## Provided passage
========

Greek yogurt is strained differently during processing, which makes it thicker, creamier, and higher in protein than regular yogurt is.
It also tends to be lower in sugar and carbs, which is a major advantage.
Compare the three yogurt options below and you’ll quickly see why Greek yogurt is a healthier option.
As you can see, the plain Greek yogurt is the lowest in carbs and the highest in protein. However, be wary, not all Greek yogurts are free game either – the blackberry flavored Greek yogurt has three times more carbs than the plain version does, due to the sugary fruit syrup.
Plain Greek yogurt is definitely the best option. But understandably, some people find it a little too sour on its own.
To add a some flavor and extra fiber to your breakfast, you can throw some fresh berries and chia seeds on top of your plain yogurt. You can also mix in a zero carb natural sweetener like stevia for some added sweetness.
Yogurt Myths and Truths
Myth: The “light” versions of yogurt are healthier than regular yogurt.
Truth: You can’t rely solely on the front of the package to tell you what is and isn’t healthy.
The real information is on the back of the product, so look there first. Check out the ingredients list and the nutrition facts label.
Ask yourself: How many carbs does this food contain? Are there lots of added sugars? Is there a loooong ingredient list?
Be extra cautious with products labeled as “light,” because they may be loaded with artificial sweeteners that can do more harm than good!

========

## Referring-expression pointing data
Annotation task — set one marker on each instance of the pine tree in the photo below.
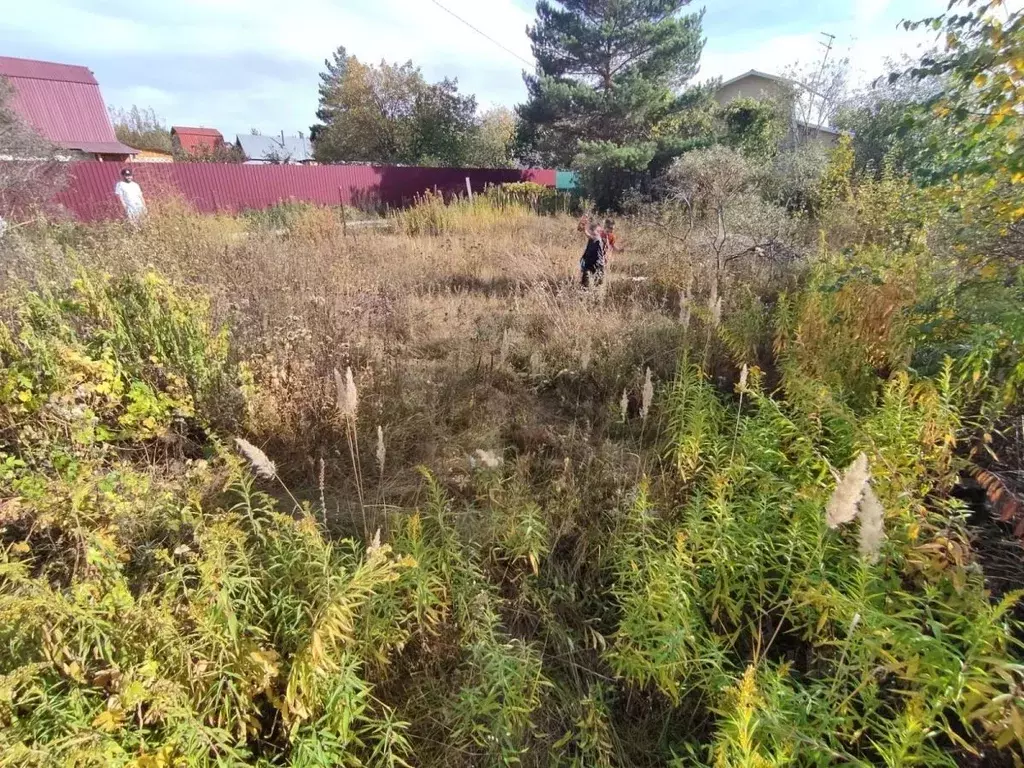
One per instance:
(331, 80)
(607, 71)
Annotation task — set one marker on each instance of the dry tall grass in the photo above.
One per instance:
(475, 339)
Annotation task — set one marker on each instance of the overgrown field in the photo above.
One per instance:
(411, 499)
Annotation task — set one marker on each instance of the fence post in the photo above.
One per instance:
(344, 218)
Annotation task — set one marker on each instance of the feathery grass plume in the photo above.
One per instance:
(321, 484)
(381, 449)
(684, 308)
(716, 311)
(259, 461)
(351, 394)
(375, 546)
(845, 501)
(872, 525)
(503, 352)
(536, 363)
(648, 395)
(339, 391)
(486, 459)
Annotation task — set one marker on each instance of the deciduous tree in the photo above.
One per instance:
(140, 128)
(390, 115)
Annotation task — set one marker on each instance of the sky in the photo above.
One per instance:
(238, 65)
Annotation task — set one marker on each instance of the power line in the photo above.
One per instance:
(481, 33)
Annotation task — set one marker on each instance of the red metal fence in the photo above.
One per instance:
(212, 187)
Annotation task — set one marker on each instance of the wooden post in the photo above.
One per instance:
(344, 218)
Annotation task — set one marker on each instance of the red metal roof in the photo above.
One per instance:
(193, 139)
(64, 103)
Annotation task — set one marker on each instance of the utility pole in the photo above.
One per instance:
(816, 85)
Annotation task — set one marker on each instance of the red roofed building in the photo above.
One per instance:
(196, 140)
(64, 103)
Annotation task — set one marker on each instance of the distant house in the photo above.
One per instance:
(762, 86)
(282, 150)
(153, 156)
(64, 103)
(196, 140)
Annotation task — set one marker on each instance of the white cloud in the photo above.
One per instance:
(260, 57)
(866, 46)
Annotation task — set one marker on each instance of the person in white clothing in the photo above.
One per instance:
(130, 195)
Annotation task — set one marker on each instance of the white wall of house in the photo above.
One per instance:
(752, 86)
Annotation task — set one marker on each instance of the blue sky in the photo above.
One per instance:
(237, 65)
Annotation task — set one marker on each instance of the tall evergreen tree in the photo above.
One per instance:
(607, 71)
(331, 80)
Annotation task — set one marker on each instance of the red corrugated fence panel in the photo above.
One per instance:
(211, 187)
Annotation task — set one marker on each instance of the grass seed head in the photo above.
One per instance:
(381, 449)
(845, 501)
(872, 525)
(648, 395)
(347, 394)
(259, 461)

========

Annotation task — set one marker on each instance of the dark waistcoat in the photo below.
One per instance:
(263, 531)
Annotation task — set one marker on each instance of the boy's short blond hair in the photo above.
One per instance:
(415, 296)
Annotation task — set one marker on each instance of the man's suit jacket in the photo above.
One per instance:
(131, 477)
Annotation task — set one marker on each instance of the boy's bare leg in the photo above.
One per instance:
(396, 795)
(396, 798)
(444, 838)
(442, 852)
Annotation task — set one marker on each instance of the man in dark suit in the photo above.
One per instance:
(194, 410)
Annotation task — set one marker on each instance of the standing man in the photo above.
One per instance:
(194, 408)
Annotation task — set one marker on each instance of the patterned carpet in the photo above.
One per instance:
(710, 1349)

========

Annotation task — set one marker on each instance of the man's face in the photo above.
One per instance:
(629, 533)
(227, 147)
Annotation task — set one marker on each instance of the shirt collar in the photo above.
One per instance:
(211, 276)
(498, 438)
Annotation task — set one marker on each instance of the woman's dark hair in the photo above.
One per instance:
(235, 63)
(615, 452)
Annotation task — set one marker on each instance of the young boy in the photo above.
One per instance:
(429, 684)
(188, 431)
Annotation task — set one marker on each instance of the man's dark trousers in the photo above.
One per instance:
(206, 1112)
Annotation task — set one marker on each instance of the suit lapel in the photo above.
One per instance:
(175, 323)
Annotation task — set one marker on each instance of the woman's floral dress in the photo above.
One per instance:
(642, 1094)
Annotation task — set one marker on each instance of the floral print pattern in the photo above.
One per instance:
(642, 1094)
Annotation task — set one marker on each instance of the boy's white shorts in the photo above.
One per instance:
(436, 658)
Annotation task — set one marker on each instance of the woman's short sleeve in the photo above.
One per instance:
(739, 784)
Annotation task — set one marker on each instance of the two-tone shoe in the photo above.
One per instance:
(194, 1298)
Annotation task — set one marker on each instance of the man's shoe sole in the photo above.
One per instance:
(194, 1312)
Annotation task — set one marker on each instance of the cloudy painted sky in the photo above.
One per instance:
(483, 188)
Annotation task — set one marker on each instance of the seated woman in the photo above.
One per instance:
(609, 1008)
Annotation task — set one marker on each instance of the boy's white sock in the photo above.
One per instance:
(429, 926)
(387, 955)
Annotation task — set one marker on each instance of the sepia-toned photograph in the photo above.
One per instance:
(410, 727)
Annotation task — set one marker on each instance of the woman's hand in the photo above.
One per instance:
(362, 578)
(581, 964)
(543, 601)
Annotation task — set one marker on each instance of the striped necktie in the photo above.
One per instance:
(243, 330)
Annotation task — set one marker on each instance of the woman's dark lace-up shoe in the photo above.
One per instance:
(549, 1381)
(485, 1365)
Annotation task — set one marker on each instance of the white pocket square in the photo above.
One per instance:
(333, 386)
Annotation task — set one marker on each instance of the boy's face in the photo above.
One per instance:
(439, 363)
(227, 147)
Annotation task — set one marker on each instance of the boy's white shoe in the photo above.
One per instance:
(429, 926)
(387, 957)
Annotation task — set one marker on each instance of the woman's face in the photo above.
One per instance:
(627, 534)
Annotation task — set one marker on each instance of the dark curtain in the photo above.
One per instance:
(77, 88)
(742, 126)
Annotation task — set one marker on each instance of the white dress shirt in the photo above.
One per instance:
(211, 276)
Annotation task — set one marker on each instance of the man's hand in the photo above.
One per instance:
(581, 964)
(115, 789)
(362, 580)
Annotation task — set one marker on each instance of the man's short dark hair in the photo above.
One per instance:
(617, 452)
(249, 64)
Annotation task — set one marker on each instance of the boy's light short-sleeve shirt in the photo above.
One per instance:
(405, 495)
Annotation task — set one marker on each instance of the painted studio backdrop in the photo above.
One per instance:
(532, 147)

========

Continue the passage on Greek yogurt and yogurt myths from its final sentence.

## Task result
Look for yogurt with the fewest amount of sugars, no artificial sweeteners, and the least amount of fake syrups and fillers. The best sugar substitutes are stevia, erythritol, xylitol, monk fruit and tagatose.
And avoid any products with a long list of ingredients you don't recognize. A shorter ingredients list usually indicates that a product is less processed.
Research on Yogurt and Diabetes
The gut is one of the foundations on which the rest of your health is built upon.
Fortunately, yogurt contains probiotics like lactobacillus that balance out your gut microbiome, which, in turn, reduces systemic inflammation and improves your overall health.
Having a healthy gut will also influence your body’s hormone production. The anti-inflammatory effects of probiotics have been shown to improve insulin secretion. People who were given oral lactobacillus probiotics for four weeks had a 49% increase in their natural insulin secretion and a 76% increase in the secretion of glucagon-like peptide 1.
Yogurt consumption has also been associated with decreases in waist circumference and body weight in men who are overweight.
Another study found that consuming probiotic rich yogurt (200 g/day yogurt, containing several probiotic strains) along with a low calorie diet produced better weight loss results than a low calorie diet with regular yogurt (not containing probiotics).
After 8 weeks, the participants who received the probiotic-rich yogurt also experienced a larger decrease in insulin levels (-2.38 ng/mL) than the group consuming regular yogurt (-0.55 ng/mL).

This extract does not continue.